> **SELECTION**:
- - - - -

Benedict XVI's Planned Lecture at La Sapienza
"The Truth Makes Us Good and Goodness Is True"
VATICAN CITY, JAN. 20, 2008 (Zenit) - Here is a translation of the speech Benedict XVI planned to deliver at La Sapienza University in Rome. The Vatican reported Tuesday that the visit would be postponed due to what the Pope's secretary of state called a lack of the "prerequisites for a dignified and tranquil welcome."
* * *
Magnificent Rector,
Political and Civil Authorities,
Illustrious Professors and Administrative Staff,
Dear Young Students!
It is a source of great joy for me this encounter with the community of La Sapienza -- University of Rome -- on the occasion of the inauguration of the academic year. For centuries now this university marks the journey and the life of the city of Rome, bringing the best intellectual energies to bear fruit in every field of knowledge.
Whether in the period when, after its foundation at the behest of Pope Boniface VIII, it depended directly on ecclesiastical authority, or whether when the "Studium Urbis" later developed as an institute of the Italian state, your academic community has maintained a high scientific and cultural level, which places it among the most prestigious universities of the world.
The Church of Rome has always looked upon this university center with affection and admiration, recognizing the commitment -- sometimes arduous and demanding -- to research and to the formation of new generations. Significant moments of collaboration and dialogue have not been lacking in recent years. I would like to recall, in particular, the International Meeting of Rectors on the occasion of the Jubilee of Universities that saw your community take charge, not only of welcoming and organizing, but above all of the prophetic and complex task of elaborating a "new humanism for the third millennium."

- - - - -

> **DATA SUPPLIED**:
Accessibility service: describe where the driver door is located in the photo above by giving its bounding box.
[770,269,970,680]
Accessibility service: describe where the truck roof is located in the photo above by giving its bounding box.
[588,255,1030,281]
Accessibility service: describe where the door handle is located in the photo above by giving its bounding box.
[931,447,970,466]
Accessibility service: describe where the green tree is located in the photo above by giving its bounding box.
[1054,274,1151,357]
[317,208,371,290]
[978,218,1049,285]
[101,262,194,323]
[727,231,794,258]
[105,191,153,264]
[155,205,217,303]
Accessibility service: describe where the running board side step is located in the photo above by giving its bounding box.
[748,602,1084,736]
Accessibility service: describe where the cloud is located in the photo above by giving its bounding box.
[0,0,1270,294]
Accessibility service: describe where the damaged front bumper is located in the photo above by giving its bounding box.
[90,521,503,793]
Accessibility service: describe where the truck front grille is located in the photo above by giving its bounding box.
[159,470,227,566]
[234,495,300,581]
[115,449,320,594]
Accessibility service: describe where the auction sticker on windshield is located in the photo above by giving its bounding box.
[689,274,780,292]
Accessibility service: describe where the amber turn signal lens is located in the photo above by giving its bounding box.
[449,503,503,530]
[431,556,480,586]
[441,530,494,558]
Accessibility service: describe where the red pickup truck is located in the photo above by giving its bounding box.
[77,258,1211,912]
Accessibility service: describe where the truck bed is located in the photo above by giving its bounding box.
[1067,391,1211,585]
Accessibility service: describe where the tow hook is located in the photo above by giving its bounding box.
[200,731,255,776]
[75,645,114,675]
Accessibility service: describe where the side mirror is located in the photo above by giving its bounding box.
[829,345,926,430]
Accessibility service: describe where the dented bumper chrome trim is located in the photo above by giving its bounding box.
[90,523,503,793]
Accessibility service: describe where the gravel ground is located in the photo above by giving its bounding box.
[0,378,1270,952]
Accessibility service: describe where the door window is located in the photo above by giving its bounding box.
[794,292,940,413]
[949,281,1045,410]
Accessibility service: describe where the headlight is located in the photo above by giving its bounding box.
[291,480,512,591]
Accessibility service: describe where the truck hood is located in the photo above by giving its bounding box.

- - - - -

> **WHAT YOU ARE ASKED TO DO**: List each group the speech above greets in its opening salutation, before the first paragraph, using its wording.

> **THE SOLUTION**:
Magnificent Rector
Political and Civil Authorities
Illustrious Professors and Administrative Staff
Dear Young Students